SHORT TASK:
Filter the records below, and reproduce each line in which the word "fender" occurs.

DATASET ROWS:
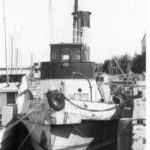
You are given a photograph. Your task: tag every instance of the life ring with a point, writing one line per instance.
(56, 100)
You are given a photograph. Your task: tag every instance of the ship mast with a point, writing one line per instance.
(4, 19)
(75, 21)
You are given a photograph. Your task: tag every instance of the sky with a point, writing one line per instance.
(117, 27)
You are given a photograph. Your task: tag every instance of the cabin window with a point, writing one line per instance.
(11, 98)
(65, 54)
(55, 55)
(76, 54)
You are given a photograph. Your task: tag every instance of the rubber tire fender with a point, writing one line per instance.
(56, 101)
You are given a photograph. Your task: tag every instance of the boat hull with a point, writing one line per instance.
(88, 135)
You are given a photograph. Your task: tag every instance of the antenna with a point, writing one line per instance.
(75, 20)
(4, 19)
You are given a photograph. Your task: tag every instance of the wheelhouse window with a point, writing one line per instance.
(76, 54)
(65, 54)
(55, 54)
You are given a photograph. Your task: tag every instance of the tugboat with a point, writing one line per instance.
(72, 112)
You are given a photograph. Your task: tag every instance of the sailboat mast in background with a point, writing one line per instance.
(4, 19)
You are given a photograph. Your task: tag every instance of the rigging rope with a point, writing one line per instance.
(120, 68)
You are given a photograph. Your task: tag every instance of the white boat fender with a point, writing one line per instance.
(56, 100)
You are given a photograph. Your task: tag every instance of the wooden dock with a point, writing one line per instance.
---
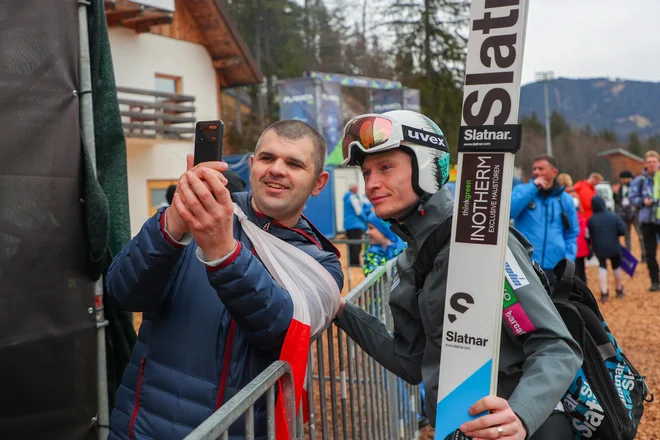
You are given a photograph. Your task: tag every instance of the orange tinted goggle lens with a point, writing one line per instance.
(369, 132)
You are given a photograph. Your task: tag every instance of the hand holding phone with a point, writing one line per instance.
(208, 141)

RIGHT ANSWER:
You are given a photograph. Your task: tag every instance of the rubber tire fender with a point, writing one line per instance.
You are given a photograph. Your task: tag every instance of the white boat fender with a point, writing one line per instance.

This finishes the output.